# Given exercise A
In the Prometheus alerting text, what severity label does the HighP99Latency alert have?
# Given exercise B
Reproduce the stretch of the Prometheus alerting text from "Grafana: Visualization Architecture" through "panels on dashboards.".
# Given exercise C
Sum up the Prometheus alerting text in two sentences.

# Text section
Prometheus Alerting Rules Example

yaml
# prometheus-alerts.yaml
groups:
  - name: slo_alerts
    rules:
      - alert: HighErrorRate
        expr: job:http_error_rate:rate5m > 0.05
        for: 5m
        labels:
          severity: critical
        annotations:
          summary: "Error rate above 5% for {{ $labels.service }}"
          description: "Service {{ $labels.service }} has {{ $value | humanizePercentage }} error rate"

      - alert: HighP99Latency
        expr: job:http_request_duration_p99:rate5m > 0.5
        for: 2m
        labels:
          severity: warning
        annotations:
          summary: "P99 latency above 500ms for {{ $labels.service }}"
          description: "P99 = {{ $value | humanizeDuration }} for {{ $labels.service }}"

      - alert: PodCrashLooping
        expr: |
          increase(kube_pod_container_status_restarts_total[15m]) > 5
        for: 5m
        labels:
          severity: critical
        annotations:
          summary: "Pod {{ $labels.pod }} is crash-looping"

Grafana: Visualization Architecture

Grafana is a multi-data-source visualization platform. It does not store metrics itself — it queries Prometheus (or Thanos, Mimir, Loki, etc.) and renders the results as panels on dashboards.

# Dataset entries
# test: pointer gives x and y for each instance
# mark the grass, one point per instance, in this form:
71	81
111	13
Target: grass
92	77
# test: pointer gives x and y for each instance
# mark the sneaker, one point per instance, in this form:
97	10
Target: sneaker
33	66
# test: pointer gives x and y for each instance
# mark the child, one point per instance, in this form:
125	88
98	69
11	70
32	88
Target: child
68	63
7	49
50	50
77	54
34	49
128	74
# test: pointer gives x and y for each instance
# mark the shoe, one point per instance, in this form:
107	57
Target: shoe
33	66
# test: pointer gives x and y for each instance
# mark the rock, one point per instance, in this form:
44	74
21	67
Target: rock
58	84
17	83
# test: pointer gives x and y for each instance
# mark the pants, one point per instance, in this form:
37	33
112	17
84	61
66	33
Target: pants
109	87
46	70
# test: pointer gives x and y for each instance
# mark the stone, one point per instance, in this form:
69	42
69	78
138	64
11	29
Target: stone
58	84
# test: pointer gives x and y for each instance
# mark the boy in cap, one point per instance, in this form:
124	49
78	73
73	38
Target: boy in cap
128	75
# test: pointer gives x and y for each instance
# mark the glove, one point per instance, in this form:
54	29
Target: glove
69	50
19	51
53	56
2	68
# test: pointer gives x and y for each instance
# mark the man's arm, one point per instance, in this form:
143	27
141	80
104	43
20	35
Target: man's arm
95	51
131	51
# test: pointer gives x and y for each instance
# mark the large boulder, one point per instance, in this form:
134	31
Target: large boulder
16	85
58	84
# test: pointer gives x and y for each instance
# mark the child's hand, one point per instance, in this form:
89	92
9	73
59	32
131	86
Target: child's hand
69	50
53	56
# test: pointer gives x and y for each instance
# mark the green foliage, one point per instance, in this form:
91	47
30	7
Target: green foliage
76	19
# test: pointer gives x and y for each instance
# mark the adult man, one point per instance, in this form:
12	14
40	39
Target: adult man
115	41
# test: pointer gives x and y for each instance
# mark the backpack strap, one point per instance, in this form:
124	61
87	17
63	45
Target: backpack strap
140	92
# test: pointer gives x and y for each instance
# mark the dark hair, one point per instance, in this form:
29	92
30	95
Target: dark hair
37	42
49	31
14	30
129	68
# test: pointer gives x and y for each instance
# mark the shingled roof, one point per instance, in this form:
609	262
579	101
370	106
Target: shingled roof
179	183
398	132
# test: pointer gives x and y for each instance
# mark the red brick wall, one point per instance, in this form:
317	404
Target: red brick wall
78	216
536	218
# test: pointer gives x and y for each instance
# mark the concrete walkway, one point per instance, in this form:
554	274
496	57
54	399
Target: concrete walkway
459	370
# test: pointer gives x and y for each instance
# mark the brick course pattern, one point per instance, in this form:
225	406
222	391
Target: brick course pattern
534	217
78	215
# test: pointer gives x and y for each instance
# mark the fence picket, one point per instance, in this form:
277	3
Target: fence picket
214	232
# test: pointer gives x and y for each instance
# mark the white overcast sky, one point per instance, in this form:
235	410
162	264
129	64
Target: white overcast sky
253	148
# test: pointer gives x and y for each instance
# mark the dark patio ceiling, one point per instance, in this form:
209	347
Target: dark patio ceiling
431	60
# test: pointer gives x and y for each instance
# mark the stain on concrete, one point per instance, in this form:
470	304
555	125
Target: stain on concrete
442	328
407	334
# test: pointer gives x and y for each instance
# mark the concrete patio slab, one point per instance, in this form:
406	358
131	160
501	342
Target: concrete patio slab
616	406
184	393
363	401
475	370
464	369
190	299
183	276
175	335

# Written solution A
warning

# Written solution B
Grafana: Visualization Architecture

Grafana is a multi-data-source visualization platform. It does not store metrics itself — it queries Prometheus (or Thanos, Mimir, Loki, etc.) and renders the results as panels on dashboards.

# Written solution C
An alert group called slo_alerts sets up three rules: a critical alert when the error rate is above 5% for 5 minutes, a warning when P99 latency is above 500ms for 2 minutes, and a critical alert when a pod restarts more than five times in 15 minutes. Grafana is a visualization platform that works with many data sources; it doesn't store metrics itself but queries sources such as Prometheus and shows the results as panels on dashboards.